╭─ MATERIAL

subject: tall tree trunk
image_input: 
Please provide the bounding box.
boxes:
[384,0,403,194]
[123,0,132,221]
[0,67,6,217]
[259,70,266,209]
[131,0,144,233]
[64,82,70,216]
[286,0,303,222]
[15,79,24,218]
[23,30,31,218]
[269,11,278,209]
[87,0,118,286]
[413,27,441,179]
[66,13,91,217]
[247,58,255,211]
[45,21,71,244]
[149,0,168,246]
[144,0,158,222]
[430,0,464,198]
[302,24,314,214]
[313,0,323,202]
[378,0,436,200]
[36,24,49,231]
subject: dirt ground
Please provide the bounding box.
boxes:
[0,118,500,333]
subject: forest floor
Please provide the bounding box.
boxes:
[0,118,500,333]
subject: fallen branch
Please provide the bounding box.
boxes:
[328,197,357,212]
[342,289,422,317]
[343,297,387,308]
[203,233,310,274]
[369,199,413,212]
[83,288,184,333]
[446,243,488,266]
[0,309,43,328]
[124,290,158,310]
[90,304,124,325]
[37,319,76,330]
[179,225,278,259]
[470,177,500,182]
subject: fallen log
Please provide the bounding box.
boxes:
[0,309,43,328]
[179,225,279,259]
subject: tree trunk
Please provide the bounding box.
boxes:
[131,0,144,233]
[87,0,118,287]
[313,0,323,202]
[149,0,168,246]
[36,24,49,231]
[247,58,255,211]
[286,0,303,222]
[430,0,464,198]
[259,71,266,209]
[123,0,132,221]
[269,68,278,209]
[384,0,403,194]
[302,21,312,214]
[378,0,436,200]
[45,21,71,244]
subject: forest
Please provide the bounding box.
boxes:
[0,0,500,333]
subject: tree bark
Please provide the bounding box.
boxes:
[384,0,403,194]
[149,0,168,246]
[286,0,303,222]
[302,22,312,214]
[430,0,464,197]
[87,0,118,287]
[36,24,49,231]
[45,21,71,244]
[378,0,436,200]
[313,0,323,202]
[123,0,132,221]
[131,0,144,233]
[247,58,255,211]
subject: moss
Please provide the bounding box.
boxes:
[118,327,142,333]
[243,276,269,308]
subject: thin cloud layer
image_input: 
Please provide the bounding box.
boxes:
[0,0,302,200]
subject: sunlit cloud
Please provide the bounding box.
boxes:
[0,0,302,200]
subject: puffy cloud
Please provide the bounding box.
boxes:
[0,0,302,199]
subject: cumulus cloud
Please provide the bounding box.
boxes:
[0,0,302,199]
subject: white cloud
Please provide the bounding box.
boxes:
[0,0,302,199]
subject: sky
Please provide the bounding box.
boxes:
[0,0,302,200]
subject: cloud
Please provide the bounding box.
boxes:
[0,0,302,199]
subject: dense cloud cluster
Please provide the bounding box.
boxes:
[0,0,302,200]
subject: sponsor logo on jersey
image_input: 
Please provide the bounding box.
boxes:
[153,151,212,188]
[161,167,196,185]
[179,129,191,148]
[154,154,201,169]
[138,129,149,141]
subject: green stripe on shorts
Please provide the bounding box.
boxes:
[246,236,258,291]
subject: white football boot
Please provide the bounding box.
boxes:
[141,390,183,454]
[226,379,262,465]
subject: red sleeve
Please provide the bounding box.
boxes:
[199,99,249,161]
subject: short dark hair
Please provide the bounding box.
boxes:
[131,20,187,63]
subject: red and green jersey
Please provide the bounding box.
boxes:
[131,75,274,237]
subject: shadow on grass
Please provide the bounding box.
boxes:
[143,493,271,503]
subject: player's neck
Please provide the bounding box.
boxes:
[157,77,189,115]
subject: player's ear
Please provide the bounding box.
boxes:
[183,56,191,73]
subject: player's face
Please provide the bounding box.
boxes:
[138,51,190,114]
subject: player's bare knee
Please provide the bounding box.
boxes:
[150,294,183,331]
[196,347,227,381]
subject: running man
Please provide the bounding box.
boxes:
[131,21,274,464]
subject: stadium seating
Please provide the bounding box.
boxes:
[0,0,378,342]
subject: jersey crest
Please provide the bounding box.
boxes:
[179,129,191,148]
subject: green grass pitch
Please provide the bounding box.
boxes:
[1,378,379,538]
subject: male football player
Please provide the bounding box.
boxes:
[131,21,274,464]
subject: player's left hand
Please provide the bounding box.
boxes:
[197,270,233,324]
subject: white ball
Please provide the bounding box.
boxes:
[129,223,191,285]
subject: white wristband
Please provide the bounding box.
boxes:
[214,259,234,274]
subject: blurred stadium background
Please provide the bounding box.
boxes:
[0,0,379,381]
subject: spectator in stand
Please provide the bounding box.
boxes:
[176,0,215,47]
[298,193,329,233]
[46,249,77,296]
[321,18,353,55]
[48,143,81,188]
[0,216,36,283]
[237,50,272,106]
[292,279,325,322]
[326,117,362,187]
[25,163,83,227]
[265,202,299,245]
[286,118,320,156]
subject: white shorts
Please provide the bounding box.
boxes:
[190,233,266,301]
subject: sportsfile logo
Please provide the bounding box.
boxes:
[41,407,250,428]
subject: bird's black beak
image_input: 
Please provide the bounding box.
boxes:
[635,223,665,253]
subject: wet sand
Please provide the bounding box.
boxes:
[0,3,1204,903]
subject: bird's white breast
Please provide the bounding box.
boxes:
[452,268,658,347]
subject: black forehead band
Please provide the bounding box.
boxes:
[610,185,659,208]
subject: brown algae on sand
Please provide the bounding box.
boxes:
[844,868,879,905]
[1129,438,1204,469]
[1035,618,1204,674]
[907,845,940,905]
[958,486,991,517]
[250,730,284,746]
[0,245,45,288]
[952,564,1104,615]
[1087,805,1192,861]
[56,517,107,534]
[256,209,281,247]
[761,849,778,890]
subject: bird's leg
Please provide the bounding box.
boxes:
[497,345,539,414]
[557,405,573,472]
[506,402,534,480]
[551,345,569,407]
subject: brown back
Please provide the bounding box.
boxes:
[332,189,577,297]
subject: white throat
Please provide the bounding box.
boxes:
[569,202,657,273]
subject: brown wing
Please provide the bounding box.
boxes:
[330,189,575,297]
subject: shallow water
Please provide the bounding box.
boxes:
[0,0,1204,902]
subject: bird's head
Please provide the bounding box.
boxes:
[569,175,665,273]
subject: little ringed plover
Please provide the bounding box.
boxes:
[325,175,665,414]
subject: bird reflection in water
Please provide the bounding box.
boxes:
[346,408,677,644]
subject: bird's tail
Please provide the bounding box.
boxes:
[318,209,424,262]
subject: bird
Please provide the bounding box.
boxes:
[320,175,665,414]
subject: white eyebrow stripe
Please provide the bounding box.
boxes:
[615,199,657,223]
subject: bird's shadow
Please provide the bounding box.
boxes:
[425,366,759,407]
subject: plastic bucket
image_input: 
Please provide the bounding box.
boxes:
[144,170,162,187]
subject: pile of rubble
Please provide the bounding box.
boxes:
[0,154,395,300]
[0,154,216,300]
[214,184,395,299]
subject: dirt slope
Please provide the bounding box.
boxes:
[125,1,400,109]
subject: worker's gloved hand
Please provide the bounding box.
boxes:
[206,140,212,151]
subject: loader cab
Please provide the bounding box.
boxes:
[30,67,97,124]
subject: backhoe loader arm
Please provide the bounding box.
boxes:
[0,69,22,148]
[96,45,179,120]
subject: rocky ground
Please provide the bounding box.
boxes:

╰─

▶ [WRITTEN REQUEST]
Rename the "subject" field to "category" throughout all the items and give the lines again, leaving everything else unchanged.

▶ [SOLUTION TO THIS EXERCISE]
category: tall tree trunk
image_input: 
Please provide the bounding box.
boxes:
[384,0,403,194]
[123,0,132,221]
[0,67,6,217]
[259,70,266,209]
[131,0,144,233]
[64,82,70,216]
[286,0,303,222]
[15,79,24,218]
[23,30,31,218]
[269,11,278,209]
[87,0,118,286]
[413,27,441,179]
[66,13,91,217]
[247,58,255,211]
[45,21,71,244]
[149,0,168,246]
[144,0,158,222]
[430,0,464,198]
[302,24,314,214]
[313,0,323,202]
[378,0,436,200]
[36,24,49,231]
category: dirt ground
Please provide the bounding box.
boxes:
[0,118,500,333]
category: forest floor
Please provide the bounding box.
boxes:
[0,118,500,333]
category: fallen branch
Please provide the bounding box.
boxes:
[328,197,357,212]
[342,289,422,317]
[343,297,387,308]
[203,233,310,274]
[369,199,413,212]
[83,288,184,333]
[446,243,488,266]
[0,309,43,328]
[124,290,158,310]
[90,304,124,325]
[37,319,76,330]
[179,225,278,259]
[470,177,500,182]
category: fallen log
Please provide the bounding box.
boxes:
[0,309,43,328]
[179,225,279,259]
category: tree trunk
Please provide the bounding box.
boxes:
[131,0,144,233]
[87,0,118,287]
[313,0,323,202]
[149,0,168,246]
[36,24,49,231]
[247,58,255,211]
[286,0,303,222]
[430,0,464,198]
[259,71,266,209]
[123,0,132,221]
[269,68,278,209]
[384,0,403,194]
[302,21,312,214]
[378,0,436,200]
[45,21,71,244]
category: forest
Please provide the bounding box.
boxes:
[0,0,500,333]
category: tree bark
Please provide the bounding box.
boxes:
[384,0,403,194]
[149,0,168,246]
[286,0,303,222]
[302,22,312,214]
[430,0,464,197]
[87,0,118,287]
[36,24,49,231]
[45,21,71,244]
[378,0,436,200]
[313,0,323,202]
[123,0,132,221]
[131,0,144,233]
[247,58,255,211]
category: moss
Please provide the bounding box.
boxes:
[118,327,142,333]
[243,276,269,308]
category: thin cloud layer
image_input: 
Please provide the bounding box.
boxes:
[0,0,302,200]
category: sunlit cloud
Please provide the bounding box.
boxes:
[0,0,302,200]
category: puffy cloud
Please provide the bounding box.
boxes:
[0,0,302,199]
category: cumulus cloud
Please provide the bounding box.
boxes:
[0,0,302,199]
category: white cloud
Please provide the bounding box.
boxes:
[0,0,302,199]
category: sky
Please provide the bounding box.
boxes:
[0,0,302,200]
category: cloud
Please provide the bounding box.
boxes:
[0,0,302,199]
category: dense cloud cluster
Please provide the bounding box.
boxes:
[0,0,302,200]
category: sponsor logo on jersey
image_input: 
Please provide the bounding box.
boxes:
[153,151,212,188]
[161,167,196,185]
[179,129,191,148]
[154,154,201,169]
[138,129,149,141]
category: green stripe on shorts
Please provide the bounding box.
boxes:
[246,236,258,291]
category: white football boot
Please provide the bounding box.
boxes:
[141,390,183,454]
[226,379,262,465]
category: red sleeve
Please provide the bounding box.
boxes:
[199,99,249,161]
category: short dark hair
Please provide the bounding box.
boxes:
[131,20,187,63]
category: red and green jersey
Please provide the bounding box.
boxes:
[131,75,274,237]
category: shadow on grass
Please provide the bounding box.
boxes:
[143,493,271,503]
category: player's neck
Please provide the bounding box.
boxes:
[157,77,189,115]
category: player's ear
Please provide the bounding box.
boxes:
[183,56,191,73]
category: player's face
Please provide the bounding box.
boxes:
[138,51,190,114]
category: player's bare knee
Please provide the bounding box.
boxes:
[150,294,183,331]
[196,347,227,381]
category: running man
Please provide the bounding box.
boxes:
[131,21,274,464]
category: stadium seating
Please provide the bounding box.
boxes:
[0,0,378,342]
category: jersey crest
Please provide the bounding box.
boxes:
[179,129,191,148]
category: green grass pitch
Please provide the bounding box.
boxes:
[1,378,379,538]
category: male football player
Please provide the bounding box.
boxes:
[131,21,274,464]
category: player's left hand
Please provide the bounding box.
boxes:
[197,270,233,324]
category: white ball
Please provide the bounding box.
boxes:
[129,223,191,285]
category: white wristband
Please provide the bounding box.
boxes:
[214,259,234,274]
category: blurred stadium background
Please provide the bounding box.
boxes:
[0,0,379,381]
category: spectator in stand
Please provide the bounding box.
boxes:
[176,0,215,47]
[298,193,329,233]
[46,249,77,296]
[321,18,353,55]
[48,143,81,188]
[0,216,36,283]
[237,50,272,106]
[292,279,325,322]
[326,117,362,187]
[25,163,83,227]
[265,202,299,245]
[286,118,320,156]
category: white shorts
Please provide the bounding box.
boxes:
[190,233,266,301]
category: sportsfile logo
Please provide the bounding box.
boxes:
[41,407,250,428]
category: bird's black beak
image_input: 
Please provide the bounding box.
boxes:
[635,223,665,253]
category: wet sand
Please provide the bounding box.
boxes:
[0,3,1204,903]
category: bird's white breast
Please provide the bounding box.
boxes:
[452,268,658,347]
category: black forehead band
Please provide the bounding box.
boxes:
[610,185,659,208]
category: brown algae on sand
Please provide the bounding box.
boxes:
[844,868,879,905]
[1129,438,1204,469]
[1035,618,1204,674]
[907,845,940,905]
[958,486,991,517]
[250,730,284,746]
[0,245,45,288]
[952,564,1104,615]
[1087,805,1192,861]
[56,517,107,534]
[256,209,281,247]
[761,849,778,890]
category: bird's leg
Please provide the bounding box.
boxes:
[497,345,539,414]
[557,405,573,472]
[506,402,534,480]
[551,345,569,407]
category: brown back
Please provide the bounding box.
boxes:
[332,189,577,297]
category: white throat
Please provide the bounding box.
boxes:
[569,202,657,273]
category: brown wing
Please provide the bounding box.
boxes:
[330,189,575,297]
category: shallow water
Please provide the bounding box.
boxes:
[0,0,1204,902]
category: bird's head
Please provide the bounding box.
boxes:
[569,175,665,273]
category: little ringed plover
Please provide the bounding box.
boxes:
[325,175,665,414]
category: bird reflection in water
Please provide the bounding box.
boxes:
[346,408,677,644]
category: bird's tail
Please provide the bounding box.
boxes:
[318,209,424,262]
category: bird
Please provide the bounding box.
boxes:
[320,175,665,414]
category: white eyebrow stripe
Please provide the bounding box.
boxes:
[615,199,657,223]
category: bird's shadow
Please provide the bounding box.
boxes:
[425,366,759,407]
category: plastic bucket
image_input: 
Please provide the bounding box.
boxes:
[144,170,162,187]
category: pile of rubble
Please provide the bounding box.
boxes:
[0,154,395,300]
[0,154,216,300]
[214,184,395,299]
category: dirt slope
Please provide the bounding box.
boxes:
[125,1,400,109]
category: worker's gloved hand
Please provide the bounding box.
boxes:
[206,140,212,151]
category: loader cab
Please provide the bounding box.
boxes:
[30,67,97,124]
category: backhoe loader arm
Please provide the bounding box.
boxes:
[0,69,22,148]
[96,45,179,120]
category: rocky ground
Please provide the bounding box.
boxes:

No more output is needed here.